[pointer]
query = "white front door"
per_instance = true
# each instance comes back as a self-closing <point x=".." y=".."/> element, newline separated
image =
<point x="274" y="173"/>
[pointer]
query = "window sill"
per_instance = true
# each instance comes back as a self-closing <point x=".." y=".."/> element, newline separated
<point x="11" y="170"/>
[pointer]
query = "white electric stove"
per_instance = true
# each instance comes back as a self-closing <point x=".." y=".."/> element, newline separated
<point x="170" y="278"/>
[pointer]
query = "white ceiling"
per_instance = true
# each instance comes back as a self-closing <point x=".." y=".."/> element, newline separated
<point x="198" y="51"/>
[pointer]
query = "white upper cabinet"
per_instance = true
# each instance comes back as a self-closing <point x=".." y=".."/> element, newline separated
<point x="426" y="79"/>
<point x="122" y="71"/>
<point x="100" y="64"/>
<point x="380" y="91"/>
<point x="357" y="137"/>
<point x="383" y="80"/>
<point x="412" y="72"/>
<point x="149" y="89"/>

What is needed>
Please show every line of the records above that contains the word "white".

Full output>
query = "white front door"
query = "white electric stove"
query = "white ceiling"
query = "white upper cabinet"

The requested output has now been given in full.